● YOUR GOAL: Rewrite the lines from the one containing "TARGET = lamp post" through the last line, keeping each request unchanged, but multiply every pixel coordinate in the answers by 1.2 and round to the nearest whole number, with halves rounded up.

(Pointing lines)
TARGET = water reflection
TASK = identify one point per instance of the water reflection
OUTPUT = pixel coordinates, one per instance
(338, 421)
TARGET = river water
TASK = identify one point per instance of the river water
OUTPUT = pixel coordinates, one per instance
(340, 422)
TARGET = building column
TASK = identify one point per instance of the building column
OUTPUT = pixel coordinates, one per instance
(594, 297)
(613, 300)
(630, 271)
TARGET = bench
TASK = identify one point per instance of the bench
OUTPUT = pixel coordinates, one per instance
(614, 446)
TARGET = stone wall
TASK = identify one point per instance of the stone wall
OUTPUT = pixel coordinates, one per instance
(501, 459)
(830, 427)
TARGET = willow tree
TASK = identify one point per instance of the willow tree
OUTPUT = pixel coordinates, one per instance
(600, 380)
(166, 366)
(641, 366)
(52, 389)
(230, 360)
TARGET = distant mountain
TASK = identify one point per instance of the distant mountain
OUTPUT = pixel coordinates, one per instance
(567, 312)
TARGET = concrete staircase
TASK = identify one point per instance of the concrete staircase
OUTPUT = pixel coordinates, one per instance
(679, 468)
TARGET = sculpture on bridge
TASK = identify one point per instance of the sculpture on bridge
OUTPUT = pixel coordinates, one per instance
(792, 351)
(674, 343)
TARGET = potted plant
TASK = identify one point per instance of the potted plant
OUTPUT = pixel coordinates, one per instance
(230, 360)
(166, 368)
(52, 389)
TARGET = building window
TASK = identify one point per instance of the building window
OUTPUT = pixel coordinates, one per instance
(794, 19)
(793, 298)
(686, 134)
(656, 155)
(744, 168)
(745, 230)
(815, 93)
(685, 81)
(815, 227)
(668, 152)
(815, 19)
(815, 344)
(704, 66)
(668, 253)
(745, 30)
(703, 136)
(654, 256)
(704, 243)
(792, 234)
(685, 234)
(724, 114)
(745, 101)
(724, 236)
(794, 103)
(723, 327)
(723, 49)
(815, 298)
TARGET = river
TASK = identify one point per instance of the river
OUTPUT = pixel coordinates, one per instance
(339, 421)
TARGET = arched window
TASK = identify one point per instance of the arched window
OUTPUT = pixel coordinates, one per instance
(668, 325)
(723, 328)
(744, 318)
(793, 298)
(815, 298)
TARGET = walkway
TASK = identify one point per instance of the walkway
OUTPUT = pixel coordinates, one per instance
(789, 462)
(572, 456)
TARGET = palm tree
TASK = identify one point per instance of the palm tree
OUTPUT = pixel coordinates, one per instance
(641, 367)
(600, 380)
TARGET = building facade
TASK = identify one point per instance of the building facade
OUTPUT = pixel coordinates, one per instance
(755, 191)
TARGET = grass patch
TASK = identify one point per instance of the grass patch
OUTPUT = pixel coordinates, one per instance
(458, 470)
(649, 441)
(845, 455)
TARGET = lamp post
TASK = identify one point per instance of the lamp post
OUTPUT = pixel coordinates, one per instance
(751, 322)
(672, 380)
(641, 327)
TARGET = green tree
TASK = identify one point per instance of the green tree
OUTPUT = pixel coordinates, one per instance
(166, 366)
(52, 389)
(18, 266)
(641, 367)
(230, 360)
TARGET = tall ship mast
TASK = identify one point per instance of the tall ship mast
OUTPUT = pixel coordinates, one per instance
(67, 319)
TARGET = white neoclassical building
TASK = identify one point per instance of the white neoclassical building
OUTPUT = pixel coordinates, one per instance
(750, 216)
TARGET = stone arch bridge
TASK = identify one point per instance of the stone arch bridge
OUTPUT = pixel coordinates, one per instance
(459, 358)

● TASK SOLUTION:
TARGET = lamp post
TASK = identify one point per instance of the lamp post
OUTPUT = pixel coordinates, one per instance
(901, 386)
(806, 456)
(769, 392)
TARGET = green tree
TASK = identify one point per instance of the green tree
OUTPUT = pixel coordinates, one per instance
(199, 439)
(62, 467)
(22, 319)
(769, 440)
(276, 432)
TARGET = tall ship mast
TASK = identify one point per instance of the tall ship mast
OUTPUT = pixel coordinates, one per instance
(80, 383)
TARGET = white neoclassical building
TASK = identify one point per instance of the white neoclassical building
OUTPUT = pixel coordinates, one per instance
(900, 259)
TARGET = stone arch bridge
TASK = identify one point per instance of the stone arch bridge
OUTPUT = pixel coordinates, one per instance
(551, 430)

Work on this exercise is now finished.